Despite the documented strides made in leveraging parallel computing for computational acceleration in various domains, these efforts have predominantly been confined to conventional personal computing devices (desktops or laptops). Such devices, distinguished by their considerable physical dimensions and weight, possess limited portability. Consequently, their applicability in mobility-constrained environments, encompassing scenarios like transportation modes (e.g., cars, trains, planes, and boats) and smart home or urban infrastructure contexts, has remained largely impractical.

In response to these inherent limitations associated with traditional personal computing systems, the adoption of mobile and portable embedded systems, exemplified by platforms such as Raspberry Pis, has emerged as a viable solution²⁵. These embedded systems offer a compelling alternative by virtue of their compact form factor, lower power consumption, and enhanced mobility, making them well-suited for a diverse range of applications and settings.

Parallel processing entails a heightened demand for computational resources, encompassing processor cores and memory, due to the concurrent execution of tasks and the need for efficient workload distribution. Simultaneous execution of multiple tasks necessitates the allocation of dedicated processor cores, while data sharing and synchronization among these tasks amplify the requirement for memory resources. To tackle this computational challenge, we build in this paper a cluster based on several Raspberry Pis for fast, parallel, and distributed audio watermarking. The selection of the Raspberry Pi as our computational platform is substantiated by its advantageous features, including its exceptional portability due to its lightweight (46 g) and compact dimensions (85.6 mm × 56.5 mm), coupled with its minimal power consumption and affordability. Compared to other versions of the Raspberry Pi, the 4B version with 2 GB of RAM is powerful enough to support complex signal processing applications that require a high computational load. In this paper, a cluster based on four Raspberry Pis 4B is built to have a large number of physical cores, which is very useful to accelerate the time of a parallel watermarking system.

________________________

PROBLEM A »
Copy the records word for word, starting with their first line and going on through the line with "<point>164,144</point>".
The records come from a source unrelated to the passage on Raspberry Pi clusters.

________________________

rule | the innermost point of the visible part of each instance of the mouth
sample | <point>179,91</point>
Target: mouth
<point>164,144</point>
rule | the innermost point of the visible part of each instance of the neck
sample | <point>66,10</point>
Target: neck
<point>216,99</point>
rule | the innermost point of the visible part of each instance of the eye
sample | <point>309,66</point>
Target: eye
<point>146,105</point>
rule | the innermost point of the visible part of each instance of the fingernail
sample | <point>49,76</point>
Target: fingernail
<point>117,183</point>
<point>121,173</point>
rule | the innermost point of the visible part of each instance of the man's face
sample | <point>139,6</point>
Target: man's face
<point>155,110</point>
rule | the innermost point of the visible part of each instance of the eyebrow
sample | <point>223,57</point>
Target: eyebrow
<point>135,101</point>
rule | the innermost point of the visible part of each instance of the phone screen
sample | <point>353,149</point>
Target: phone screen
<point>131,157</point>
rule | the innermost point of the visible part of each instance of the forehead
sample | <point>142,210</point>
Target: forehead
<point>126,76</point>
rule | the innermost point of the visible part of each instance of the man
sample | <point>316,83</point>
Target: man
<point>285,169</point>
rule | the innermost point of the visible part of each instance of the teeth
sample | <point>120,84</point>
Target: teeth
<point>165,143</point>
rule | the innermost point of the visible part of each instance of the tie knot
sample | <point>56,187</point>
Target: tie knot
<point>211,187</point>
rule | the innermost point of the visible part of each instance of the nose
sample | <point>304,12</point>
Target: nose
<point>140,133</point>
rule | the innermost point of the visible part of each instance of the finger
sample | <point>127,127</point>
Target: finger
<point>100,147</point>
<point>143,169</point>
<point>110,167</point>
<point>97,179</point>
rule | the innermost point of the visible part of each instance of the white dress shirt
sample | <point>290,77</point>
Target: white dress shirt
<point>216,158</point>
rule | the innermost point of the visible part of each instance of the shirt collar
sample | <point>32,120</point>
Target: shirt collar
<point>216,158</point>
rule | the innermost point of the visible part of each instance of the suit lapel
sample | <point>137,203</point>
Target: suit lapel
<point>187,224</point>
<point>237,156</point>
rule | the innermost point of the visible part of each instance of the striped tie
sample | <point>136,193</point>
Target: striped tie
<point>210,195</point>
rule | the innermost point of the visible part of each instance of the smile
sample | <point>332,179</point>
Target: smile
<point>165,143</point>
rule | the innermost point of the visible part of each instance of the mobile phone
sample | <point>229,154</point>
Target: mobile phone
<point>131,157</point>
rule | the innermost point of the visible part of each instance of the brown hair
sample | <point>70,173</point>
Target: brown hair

________________________

PROBLEM B »
Condense the paragraph of the passage on Raspberry Pi clusters that begins "Parallel processing entails" into a bulleted list of its main facts.

EXERCISE ANSWER A »
rule | the innermost point of the visible part of each instance of the mouth
sample | <point>179,91</point>
Target: mouth
<point>164,144</point>

EXERCISE ANSWER B »
- Parallel processing needs more processor cores and memory. Simultaneous tasks need dedicated cores, and data sharing and synchronization increase memory needs.
- The paper builds a cluster of several Raspberry Pis for fast, parallel, and distributed audio watermarking.
- The Raspberry Pi was chosen because it is light (46 g) and compact (85.6 mm × 56.5 mm), uses little power, and is affordable.
- The 4B version with 2 GB of RAM is powerful enough for complex signal processing with a high computational load.
- The cluster uses four Raspberry Pi 4B boards, giving many physical cores to speed up the parallel watermarking system.